*EXTRACTED TEXT*:
>>
Looking through the yearbook was fun though, because it reminded me of several things. First, I’m really glad to be an adult. I had a fine high school experience, but if given the chance I wouldn’t hop in a time machine and go back again. Second, fashion. I remember all my Calvin Klein jeans, Mia clogs, Frye boots, wool skirts, platform shoes, painter’s pants, rainbow t-shirts, GASS shoes and last but not least, Gunne Sax dresses. Cause, you had to have at least one Gunne Sax dress. You just had to or else you would absolutely die! I may not remember many of my classmates, or nearly any of my teachers, but I guarantee you I remember every outfit and every pair of shoes I ever owned. Ever. In fact, going all the way back to childhood I not only remember my own clothes, I remember my Barbie’s clothes. Malibu Skipper’s too. Third, we were living in the dark ages. There are pictures of pay phones and mimeograph machines, and a full lunch cost 85 cents, which according to the 1982 yearbook was an outrageous increase over the prior year. And PAC-MAN was the new cool thing that was also apparently destroying life as we knew it.
For the stuff I don’t remember, the yearbook put everything in context. It was an exciting time in the country and in the world.
<<
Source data
>>
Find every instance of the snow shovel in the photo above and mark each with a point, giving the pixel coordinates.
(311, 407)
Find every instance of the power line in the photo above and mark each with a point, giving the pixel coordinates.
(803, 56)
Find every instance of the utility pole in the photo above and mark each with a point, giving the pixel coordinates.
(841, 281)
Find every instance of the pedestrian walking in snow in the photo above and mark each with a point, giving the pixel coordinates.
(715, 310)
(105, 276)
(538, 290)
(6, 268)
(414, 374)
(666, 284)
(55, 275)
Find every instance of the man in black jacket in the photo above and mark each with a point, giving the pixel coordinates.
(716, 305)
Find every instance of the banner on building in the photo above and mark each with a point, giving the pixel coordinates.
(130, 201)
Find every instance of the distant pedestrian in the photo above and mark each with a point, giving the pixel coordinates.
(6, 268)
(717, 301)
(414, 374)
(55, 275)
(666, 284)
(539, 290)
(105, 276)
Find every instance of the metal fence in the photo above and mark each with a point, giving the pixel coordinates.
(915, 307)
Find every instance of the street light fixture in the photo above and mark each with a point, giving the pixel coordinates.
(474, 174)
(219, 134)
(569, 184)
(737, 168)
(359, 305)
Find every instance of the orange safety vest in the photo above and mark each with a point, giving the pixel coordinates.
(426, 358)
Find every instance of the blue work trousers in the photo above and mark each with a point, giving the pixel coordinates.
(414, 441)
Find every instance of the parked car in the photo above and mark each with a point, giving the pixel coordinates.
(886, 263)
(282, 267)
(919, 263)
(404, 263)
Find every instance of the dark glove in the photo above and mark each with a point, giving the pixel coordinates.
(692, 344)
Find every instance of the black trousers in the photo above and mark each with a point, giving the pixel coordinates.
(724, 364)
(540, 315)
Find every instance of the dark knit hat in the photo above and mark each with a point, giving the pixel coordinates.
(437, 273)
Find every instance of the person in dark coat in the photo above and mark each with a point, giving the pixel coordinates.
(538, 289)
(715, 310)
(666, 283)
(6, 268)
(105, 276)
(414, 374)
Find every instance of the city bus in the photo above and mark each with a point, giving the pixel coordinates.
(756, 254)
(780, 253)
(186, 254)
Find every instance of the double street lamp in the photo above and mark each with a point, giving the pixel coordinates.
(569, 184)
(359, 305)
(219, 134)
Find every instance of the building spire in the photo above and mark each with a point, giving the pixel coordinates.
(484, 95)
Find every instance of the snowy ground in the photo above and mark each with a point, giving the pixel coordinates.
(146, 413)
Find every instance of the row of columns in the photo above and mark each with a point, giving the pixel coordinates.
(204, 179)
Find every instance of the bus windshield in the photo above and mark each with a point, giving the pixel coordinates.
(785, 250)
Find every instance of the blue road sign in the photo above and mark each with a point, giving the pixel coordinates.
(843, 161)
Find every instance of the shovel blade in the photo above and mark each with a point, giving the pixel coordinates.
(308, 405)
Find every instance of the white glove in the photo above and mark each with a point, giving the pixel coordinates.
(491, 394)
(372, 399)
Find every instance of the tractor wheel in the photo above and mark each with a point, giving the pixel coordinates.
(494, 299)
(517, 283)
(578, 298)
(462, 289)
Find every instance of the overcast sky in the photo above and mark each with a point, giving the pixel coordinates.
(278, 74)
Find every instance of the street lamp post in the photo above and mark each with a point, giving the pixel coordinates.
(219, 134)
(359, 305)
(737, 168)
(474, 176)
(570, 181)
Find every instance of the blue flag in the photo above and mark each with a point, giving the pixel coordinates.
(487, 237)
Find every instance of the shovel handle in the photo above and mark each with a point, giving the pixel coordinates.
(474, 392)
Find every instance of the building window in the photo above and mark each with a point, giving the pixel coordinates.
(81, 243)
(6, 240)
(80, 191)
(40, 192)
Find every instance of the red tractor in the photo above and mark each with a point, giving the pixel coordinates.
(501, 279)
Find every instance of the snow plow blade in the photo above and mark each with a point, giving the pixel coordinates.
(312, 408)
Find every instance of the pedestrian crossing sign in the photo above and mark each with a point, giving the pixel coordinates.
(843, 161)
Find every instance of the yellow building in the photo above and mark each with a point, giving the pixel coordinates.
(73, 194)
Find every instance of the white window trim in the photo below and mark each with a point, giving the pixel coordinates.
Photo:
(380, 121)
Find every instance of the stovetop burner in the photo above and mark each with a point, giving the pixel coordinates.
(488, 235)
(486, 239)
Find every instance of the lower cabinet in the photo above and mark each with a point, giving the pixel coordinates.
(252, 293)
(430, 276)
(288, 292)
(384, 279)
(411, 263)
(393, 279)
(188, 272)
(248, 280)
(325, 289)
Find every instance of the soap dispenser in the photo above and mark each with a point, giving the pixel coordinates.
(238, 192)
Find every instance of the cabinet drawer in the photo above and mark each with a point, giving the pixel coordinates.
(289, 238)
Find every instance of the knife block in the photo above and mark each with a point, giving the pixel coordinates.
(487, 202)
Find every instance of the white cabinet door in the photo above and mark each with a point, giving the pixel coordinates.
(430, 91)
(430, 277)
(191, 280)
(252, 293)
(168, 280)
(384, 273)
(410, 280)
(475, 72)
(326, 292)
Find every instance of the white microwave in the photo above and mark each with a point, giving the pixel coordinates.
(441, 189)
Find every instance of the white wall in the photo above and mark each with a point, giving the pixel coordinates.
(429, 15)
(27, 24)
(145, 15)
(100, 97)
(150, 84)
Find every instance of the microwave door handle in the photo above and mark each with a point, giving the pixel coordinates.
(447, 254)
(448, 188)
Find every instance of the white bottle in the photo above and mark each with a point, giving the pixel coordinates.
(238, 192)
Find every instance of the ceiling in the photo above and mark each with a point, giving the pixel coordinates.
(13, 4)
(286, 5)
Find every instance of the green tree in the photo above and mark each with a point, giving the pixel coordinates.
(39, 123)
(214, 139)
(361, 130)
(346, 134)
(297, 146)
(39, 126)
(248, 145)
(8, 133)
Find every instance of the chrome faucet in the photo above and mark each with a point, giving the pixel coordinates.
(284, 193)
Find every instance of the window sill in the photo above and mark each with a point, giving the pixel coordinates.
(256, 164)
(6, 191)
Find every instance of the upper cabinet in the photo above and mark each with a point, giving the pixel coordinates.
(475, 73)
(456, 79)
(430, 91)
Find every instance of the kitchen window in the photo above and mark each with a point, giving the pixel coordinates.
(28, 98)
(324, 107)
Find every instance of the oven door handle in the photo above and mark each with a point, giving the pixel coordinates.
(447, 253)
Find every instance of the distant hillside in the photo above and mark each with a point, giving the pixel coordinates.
<<
*WRITTEN PROBLEM 1*:
From the records, pull out every line that contains the string "pedestrian", matching case exactly.
*WRITTEN PROBLEM 2*:
Continue the high school yearbook reminiscence from the point where it ends.

*RESULT 1*:
Find every instance of the pedestrian walking in snow in the photo above and mark each with a point, giving the pixel coordinates.
Find every instance of the distant pedestrian in the photo above and mark each with a point, giving the pixel coordinates.
Find every instance of the pedestrian crossing sign in the photo above and mark each with a point, giving the pixel coordinates.

*RESULT 2*:
We didn’t know that in the blink of an eye we would have technology beyond our wildest imagination and that we would ever, ever be older than our parents were at that very moment. We sure as hell didn’t anticipate Facebook. Except maybe that one chick, who held on to her uniforms and managed to stay skinny enough to still fit in them. Maybe she knew.
High school is a blur for me, too. One thing I have noticed though – there are a lot of old people who claim to have graduated with me. I think they’re off their rockers because I’m sure I’m not as old as them. For my own ego (er, safety) I’m keeping my distance.
There are grandparents who claim to be in my class! It’s an outrage.
Some memories are very clear to me but others ~ not so much. Last year was my 50th high school reunion. It was only the second reunion I’d ever attended and I loved it. I was surprised by how much in common we all had, even though we weren’t necessarily friends in school. The organizers made a great effort to welcome everyone equally and they succeeded. No more cliques.
I went to one reunion, I think maybe the 25th, and it was a big snooze. Maybe I’ll try again at 40 years or something.
I graduated in the mid 60s. Hated the clothing. It was before long or big hair (and Gunne Sax) so I hated that too. The only thing I have are my yearbooks which have some mold or musty smell after all these years. Some of my besties are dead and I never went back for a reunion. However I do remember some teachers. Had it been 10 years later, I may have been encouraged to do awesome things. As it was, my choices were teacher, secretary or nurse. Some of my friends opted out to have babies. Eventually I broke through it all but all I know about my high school years is that even though I had fun, I would have liked a better and more equal education.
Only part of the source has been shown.